▶ _Try it_: Lines to restate from the data below: from the one containing "box: [404, 166, 420, 201]" to the one containing "positive clicks: (369, 110)", both included. Give them again exactly, and only them.

▶ _Data shown_:
■ ■ ■ ■ ■

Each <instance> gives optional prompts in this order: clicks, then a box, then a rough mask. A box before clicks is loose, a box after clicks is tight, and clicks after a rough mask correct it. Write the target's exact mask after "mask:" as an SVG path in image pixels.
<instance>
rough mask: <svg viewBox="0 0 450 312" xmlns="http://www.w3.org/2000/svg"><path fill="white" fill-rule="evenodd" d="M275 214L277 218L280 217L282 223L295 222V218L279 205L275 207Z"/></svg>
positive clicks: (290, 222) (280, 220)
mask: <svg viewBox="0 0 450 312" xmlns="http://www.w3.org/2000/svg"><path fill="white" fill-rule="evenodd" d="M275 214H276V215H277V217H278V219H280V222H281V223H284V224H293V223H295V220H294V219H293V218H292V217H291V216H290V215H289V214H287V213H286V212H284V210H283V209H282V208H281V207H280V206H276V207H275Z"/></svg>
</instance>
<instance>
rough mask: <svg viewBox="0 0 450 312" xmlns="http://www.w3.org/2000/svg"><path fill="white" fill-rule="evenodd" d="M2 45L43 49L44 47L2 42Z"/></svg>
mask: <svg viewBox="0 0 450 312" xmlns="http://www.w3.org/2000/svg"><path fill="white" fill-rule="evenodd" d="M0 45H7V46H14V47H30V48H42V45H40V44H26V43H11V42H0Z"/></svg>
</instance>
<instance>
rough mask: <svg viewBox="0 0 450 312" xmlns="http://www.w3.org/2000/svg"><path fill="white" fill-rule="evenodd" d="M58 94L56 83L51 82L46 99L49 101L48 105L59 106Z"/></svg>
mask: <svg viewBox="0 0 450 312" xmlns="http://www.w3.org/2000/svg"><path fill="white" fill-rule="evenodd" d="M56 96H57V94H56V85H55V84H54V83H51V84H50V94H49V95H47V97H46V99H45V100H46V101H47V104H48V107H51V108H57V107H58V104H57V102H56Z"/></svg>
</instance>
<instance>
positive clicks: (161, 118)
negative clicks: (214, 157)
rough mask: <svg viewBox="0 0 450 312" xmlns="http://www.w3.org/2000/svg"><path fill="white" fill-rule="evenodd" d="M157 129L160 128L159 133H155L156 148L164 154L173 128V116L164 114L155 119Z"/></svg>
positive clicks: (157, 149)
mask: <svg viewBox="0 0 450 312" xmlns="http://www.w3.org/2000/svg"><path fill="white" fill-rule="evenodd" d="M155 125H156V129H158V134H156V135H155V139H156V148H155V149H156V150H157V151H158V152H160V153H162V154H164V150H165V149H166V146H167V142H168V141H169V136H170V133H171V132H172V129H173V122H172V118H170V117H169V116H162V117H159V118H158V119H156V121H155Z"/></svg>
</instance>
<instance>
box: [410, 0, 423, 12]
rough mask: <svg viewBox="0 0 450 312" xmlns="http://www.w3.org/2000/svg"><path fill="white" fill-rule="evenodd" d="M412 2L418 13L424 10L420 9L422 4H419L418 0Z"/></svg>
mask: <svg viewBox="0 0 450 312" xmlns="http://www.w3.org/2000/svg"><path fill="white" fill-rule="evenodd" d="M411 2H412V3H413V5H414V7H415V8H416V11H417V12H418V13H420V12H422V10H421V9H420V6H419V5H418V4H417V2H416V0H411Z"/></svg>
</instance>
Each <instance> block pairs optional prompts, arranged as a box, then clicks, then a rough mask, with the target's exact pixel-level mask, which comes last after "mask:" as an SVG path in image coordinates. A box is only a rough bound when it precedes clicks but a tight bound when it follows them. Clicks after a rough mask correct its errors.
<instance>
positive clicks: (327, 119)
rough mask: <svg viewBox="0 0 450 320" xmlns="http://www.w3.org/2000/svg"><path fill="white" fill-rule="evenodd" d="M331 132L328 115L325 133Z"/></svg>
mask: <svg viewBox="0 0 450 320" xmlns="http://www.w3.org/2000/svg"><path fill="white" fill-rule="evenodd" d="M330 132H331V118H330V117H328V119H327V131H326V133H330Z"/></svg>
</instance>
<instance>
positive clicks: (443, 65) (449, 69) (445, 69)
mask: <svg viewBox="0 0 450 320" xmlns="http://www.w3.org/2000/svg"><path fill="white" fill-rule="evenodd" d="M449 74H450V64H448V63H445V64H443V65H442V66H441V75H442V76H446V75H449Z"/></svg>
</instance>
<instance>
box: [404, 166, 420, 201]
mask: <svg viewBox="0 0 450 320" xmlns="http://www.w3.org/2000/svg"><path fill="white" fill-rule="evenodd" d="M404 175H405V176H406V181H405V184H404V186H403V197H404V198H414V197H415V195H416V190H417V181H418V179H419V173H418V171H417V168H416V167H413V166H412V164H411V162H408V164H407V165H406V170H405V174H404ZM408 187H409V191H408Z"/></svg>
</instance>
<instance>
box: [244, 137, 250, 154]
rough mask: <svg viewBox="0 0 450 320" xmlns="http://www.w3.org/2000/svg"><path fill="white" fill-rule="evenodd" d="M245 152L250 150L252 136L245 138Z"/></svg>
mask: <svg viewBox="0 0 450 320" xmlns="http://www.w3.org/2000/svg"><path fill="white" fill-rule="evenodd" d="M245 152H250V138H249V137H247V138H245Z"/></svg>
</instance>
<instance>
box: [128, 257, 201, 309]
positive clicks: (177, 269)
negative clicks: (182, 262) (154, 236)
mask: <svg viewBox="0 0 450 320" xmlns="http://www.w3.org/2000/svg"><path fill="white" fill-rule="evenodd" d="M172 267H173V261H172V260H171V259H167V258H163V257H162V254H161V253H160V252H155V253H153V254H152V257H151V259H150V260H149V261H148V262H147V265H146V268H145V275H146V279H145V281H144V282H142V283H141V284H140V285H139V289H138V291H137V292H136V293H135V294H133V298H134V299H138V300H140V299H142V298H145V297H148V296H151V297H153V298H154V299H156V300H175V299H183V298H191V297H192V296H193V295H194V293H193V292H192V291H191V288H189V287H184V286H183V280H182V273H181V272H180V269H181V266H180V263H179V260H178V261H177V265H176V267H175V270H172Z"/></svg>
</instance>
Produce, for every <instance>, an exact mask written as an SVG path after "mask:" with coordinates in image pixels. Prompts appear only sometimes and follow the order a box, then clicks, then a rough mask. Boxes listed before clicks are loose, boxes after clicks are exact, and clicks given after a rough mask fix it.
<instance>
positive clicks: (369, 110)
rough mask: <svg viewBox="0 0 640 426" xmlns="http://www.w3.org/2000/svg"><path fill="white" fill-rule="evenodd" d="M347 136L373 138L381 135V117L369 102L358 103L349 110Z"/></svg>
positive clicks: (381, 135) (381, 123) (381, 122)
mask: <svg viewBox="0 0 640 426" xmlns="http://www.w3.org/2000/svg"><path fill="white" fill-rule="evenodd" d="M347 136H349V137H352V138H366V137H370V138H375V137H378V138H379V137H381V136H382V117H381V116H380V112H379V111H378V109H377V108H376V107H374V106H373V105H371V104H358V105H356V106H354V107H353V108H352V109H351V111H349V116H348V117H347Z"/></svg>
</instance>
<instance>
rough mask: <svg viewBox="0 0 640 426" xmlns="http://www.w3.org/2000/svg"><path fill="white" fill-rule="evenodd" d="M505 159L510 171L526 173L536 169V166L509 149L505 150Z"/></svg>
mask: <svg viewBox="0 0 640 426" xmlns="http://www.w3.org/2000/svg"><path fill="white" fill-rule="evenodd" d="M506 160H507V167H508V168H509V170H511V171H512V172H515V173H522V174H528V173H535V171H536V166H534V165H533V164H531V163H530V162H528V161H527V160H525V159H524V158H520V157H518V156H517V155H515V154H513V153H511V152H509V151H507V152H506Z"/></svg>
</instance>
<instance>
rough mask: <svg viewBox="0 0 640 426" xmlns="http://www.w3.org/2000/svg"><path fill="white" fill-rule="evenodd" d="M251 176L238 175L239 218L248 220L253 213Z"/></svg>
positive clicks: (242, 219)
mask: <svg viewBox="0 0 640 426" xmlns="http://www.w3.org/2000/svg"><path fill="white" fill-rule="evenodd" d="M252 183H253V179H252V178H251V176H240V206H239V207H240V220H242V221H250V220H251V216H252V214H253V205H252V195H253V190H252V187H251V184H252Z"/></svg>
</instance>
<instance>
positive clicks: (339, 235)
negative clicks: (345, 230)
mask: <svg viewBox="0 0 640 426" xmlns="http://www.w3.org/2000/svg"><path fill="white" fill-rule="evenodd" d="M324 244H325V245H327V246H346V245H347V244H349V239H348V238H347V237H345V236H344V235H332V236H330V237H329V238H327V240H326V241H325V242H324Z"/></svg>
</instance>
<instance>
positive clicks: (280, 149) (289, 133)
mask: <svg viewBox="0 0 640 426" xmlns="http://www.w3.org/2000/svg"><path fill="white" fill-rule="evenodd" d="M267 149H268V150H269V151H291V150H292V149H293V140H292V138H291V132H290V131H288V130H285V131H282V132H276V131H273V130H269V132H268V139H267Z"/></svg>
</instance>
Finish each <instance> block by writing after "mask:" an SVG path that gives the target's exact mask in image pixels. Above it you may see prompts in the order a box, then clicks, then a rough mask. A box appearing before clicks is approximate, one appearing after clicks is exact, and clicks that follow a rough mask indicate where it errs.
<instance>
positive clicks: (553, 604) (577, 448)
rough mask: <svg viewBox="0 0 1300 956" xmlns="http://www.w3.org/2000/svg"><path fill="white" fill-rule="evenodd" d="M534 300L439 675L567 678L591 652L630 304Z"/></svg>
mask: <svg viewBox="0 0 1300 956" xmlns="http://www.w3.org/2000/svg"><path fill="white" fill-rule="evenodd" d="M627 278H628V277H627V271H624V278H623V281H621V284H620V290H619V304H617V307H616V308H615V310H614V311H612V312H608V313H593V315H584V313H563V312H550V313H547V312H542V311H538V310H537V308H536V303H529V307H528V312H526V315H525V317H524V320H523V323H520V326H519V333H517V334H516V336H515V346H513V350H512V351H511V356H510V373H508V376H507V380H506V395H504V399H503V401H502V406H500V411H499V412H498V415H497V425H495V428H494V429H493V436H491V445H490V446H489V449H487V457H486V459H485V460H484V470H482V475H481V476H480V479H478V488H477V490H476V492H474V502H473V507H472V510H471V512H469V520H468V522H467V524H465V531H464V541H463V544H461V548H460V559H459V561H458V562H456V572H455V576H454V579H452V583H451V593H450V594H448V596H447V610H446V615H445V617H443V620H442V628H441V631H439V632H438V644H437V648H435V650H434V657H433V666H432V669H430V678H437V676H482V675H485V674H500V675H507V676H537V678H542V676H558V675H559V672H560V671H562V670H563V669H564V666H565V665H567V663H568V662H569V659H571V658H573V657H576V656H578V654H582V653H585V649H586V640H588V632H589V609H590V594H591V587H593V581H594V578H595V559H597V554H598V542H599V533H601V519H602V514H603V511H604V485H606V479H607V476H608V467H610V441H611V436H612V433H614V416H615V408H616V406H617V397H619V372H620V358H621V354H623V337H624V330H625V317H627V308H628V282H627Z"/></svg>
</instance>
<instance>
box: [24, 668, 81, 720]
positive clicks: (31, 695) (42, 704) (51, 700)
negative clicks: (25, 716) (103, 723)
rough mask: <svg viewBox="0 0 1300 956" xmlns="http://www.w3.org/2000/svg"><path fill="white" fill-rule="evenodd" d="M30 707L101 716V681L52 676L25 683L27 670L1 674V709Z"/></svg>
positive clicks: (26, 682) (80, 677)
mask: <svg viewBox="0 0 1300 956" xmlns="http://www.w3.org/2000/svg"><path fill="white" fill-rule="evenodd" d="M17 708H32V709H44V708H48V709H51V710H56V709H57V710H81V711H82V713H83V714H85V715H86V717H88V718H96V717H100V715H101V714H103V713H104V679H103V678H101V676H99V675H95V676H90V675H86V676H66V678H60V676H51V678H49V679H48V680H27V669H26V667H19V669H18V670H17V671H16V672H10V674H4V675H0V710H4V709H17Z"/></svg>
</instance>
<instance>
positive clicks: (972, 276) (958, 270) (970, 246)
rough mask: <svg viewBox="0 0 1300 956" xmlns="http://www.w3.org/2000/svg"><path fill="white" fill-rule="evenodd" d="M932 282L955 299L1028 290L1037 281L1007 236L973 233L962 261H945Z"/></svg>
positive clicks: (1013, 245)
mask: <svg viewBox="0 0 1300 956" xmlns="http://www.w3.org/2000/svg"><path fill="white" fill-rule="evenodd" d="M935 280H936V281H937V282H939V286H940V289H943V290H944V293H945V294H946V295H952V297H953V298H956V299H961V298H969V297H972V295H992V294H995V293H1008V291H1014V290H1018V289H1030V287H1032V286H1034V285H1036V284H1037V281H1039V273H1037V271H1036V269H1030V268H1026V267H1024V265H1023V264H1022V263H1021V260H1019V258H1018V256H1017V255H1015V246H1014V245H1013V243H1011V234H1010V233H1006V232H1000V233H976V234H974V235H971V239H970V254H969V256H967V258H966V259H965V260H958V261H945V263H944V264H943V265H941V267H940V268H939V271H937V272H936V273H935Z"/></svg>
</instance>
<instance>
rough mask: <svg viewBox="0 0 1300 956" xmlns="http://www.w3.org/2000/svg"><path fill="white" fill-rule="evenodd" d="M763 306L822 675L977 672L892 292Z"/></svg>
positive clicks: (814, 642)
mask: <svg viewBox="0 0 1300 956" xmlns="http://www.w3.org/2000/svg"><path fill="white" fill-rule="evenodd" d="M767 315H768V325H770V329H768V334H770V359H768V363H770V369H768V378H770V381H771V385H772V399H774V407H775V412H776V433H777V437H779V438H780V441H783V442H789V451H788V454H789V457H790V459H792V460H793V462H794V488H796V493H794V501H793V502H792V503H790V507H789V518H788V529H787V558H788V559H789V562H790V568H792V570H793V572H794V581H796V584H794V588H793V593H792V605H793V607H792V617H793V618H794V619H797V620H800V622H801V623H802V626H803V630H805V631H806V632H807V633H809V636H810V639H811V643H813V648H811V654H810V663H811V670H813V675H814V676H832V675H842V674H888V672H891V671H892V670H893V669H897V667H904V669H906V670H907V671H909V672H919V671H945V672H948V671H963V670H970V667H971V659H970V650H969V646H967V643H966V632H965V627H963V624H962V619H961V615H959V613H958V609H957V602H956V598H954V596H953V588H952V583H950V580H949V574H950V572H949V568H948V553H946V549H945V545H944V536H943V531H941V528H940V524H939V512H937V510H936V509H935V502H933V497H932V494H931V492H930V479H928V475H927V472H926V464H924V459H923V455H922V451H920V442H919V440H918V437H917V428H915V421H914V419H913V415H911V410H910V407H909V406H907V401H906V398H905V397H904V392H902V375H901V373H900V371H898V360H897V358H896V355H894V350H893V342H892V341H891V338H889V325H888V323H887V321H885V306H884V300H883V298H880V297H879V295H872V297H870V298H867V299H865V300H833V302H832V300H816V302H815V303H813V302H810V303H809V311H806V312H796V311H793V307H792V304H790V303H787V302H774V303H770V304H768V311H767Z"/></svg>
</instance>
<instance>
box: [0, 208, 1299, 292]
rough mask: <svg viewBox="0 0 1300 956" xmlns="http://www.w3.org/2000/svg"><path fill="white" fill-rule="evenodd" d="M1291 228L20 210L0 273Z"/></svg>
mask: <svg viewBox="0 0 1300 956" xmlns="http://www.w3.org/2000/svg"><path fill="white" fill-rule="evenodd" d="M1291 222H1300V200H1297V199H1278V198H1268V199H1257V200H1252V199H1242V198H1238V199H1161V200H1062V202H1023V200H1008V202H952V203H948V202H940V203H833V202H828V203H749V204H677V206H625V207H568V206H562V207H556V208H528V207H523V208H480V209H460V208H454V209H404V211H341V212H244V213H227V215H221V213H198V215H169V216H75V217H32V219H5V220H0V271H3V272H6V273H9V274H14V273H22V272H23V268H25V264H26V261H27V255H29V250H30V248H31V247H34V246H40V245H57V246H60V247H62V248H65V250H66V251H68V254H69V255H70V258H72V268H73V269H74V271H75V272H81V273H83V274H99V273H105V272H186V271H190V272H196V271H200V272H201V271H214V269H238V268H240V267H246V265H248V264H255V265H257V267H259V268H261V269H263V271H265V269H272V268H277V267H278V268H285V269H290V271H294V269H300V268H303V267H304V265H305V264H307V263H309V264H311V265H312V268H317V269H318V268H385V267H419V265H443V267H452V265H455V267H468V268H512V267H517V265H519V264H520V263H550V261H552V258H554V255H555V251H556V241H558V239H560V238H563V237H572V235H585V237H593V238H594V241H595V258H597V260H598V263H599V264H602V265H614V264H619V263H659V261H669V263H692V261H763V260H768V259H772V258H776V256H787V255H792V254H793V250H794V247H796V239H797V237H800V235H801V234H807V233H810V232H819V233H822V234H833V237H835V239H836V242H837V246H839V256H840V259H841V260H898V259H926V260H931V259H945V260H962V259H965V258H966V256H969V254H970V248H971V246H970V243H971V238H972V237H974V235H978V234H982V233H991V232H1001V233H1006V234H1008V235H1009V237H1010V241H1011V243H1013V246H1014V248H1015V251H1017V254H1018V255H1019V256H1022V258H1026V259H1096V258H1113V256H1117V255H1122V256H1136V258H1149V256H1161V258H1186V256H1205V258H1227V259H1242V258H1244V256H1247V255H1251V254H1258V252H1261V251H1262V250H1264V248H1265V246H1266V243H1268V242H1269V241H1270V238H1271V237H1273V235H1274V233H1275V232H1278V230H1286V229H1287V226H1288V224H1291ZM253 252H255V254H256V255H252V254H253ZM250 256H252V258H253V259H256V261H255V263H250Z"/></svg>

■ ■ ■ ■ ■

▶ _Response to this exercise_:
box: [404, 166, 420, 201]
mask: <svg viewBox="0 0 450 320" xmlns="http://www.w3.org/2000/svg"><path fill="white" fill-rule="evenodd" d="M404 175H405V176H406V181H405V184H404V186H403V197H404V198H414V197H415V195H416V190H417V181H418V179H419V173H418V171H417V168H416V167H413V166H412V164H411V162H408V164H407V165H406V170H405V174H404ZM408 187H409V191H408Z"/></svg>
</instance>
<instance>
box: [244, 137, 250, 154]
rough mask: <svg viewBox="0 0 450 320" xmlns="http://www.w3.org/2000/svg"><path fill="white" fill-rule="evenodd" d="M245 152L250 150L252 136L245 138Z"/></svg>
mask: <svg viewBox="0 0 450 320" xmlns="http://www.w3.org/2000/svg"><path fill="white" fill-rule="evenodd" d="M245 152H250V138H249V137H247V138H245Z"/></svg>
</instance>
<instance>
box: [128, 257, 201, 309]
positive clicks: (177, 269)
negative clicks: (182, 262) (154, 236)
mask: <svg viewBox="0 0 450 320" xmlns="http://www.w3.org/2000/svg"><path fill="white" fill-rule="evenodd" d="M172 267H173V261H172V260H171V259H167V258H163V257H162V254H161V253H160V252H155V253H153V254H152V257H151V259H150V260H149V261H148V262H147V265H146V268H145V275H146V279H145V281H144V282H142V283H141V284H140V285H139V289H138V291H137V292H136V293H135V294H133V298H134V299H138V300H140V299H142V298H145V297H148V296H151V297H153V298H154V299H156V300H175V299H183V298H191V297H192V296H193V295H194V293H193V292H192V291H191V288H189V287H184V286H183V280H182V273H181V272H180V269H181V266H180V263H179V260H178V261H177V265H176V267H175V270H172Z"/></svg>
</instance>
Produce, for every <instance>, an exact mask written as an SVG path after "mask:" with coordinates in image pixels. Prompts appear only sometimes and follow the order a box, then clicks, then a rough mask. Boxes listed before clicks are loose, boxes after clicks are exact, and clicks given after a rough mask fix it.
<instance>
positive clicks: (369, 110)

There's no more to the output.